# TASK DETAILS
All entries are to be repeated exactly as shown below.

# GIVEN DATA
==*==

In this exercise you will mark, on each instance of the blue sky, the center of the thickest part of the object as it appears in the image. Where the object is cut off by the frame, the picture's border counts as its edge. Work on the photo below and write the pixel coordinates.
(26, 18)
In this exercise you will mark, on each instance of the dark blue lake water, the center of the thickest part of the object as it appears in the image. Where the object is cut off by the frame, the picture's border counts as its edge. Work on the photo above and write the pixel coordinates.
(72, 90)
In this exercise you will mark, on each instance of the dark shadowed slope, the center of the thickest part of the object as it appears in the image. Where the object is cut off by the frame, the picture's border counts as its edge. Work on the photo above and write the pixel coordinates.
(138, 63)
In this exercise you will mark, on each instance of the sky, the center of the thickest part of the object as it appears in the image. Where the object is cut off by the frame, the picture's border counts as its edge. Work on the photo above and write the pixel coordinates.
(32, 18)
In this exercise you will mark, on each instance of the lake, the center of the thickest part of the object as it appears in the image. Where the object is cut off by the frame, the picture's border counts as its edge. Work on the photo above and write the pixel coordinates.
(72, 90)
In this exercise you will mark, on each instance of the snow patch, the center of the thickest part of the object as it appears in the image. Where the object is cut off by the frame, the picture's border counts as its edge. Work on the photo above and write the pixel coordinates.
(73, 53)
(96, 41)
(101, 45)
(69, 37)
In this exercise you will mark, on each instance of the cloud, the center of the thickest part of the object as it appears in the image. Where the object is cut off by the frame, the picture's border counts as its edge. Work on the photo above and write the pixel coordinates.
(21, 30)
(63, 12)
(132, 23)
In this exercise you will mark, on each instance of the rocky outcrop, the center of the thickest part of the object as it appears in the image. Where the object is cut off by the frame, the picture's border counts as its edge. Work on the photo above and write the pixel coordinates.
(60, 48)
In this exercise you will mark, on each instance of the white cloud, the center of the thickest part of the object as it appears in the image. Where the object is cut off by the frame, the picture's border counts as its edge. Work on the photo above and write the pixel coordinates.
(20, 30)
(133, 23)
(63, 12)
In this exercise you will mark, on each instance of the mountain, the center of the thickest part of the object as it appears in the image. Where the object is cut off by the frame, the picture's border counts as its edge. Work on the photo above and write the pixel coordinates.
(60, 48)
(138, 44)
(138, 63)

==*==

# SOLUTION FOR THIS TASK
In this exercise you will mark, on each instance of the blue sky, the center of the thickest part of the object as it appears in the image. Where the object is cut off by the frame, the picture's border counts as its edge. Work on the photo below and write the pixel coordinates.
(26, 18)
In this exercise you will mark, on each instance of the dark blue lake water, the center of the thickest part of the object as it appears in the image. Where the object is cut off by the frame, the picture's border counts as its edge. Work on the photo above and write the pixel coordinates.
(72, 90)
In this exercise you will mark, on each instance of the dark shadowed slope, the center of the thickest part of the object as it appears in the image. Where the object is cut off by the frame, the picture's border counts as its edge. Work on the photo above and write the pixel coordinates.
(138, 63)
In this exercise you will mark, on each instance of the sky, the center of the thickest part of the object as it appears in the image. Where the object is cut off by the frame, the picture's border counts as its edge. Work on the photo above and write the pixel coordinates.
(32, 18)
In this exercise you will mark, on each instance of the lake, the center of the thickest part of the object as it appears in the image. Where the object is cut off by the frame, the picture's border counts as its edge. Work on the photo above and write the pixel coordinates.
(72, 90)
In this exercise you will mark, on each instance of the snow patch, the center of the thickest part of the object as it appears in the image. Where the object is cut off by the frame, the picture's border counts as its edge. Work on the photo above and write the pixel coordinates.
(73, 53)
(96, 41)
(101, 45)
(69, 37)
In this exercise you will mark, on each instance of the cloud, the center of the thickest part of the object as it appears in the image. Where the object is cut off by the frame, the picture's border counts as its edge. Work on the photo above and write the pixel coordinates.
(21, 30)
(63, 12)
(132, 23)
In this exercise you will mark, on each instance of the rocky outcrop, the center of the thickest part of the object as it appears in the image. Where the object is cut off by the frame, the picture's border counts as its edge. Work on the photo above and write the pixel coordinates.
(60, 48)
In this exercise you will mark, on each instance of the white cloud, the center of the thickest part of the object as it appears in the image. Where the object is cut off by the frame, the picture's border counts as its edge. Work on the photo above and write the pixel coordinates.
(20, 30)
(133, 23)
(63, 12)
In this exercise you will mark, on each instance of the mountain, the center of the thickest part of the object as it appears in the image. Where the object is cut off by the frame, the picture's border counts as its edge. Work on the photo above and write the pixel coordinates.
(60, 48)
(138, 44)
(138, 63)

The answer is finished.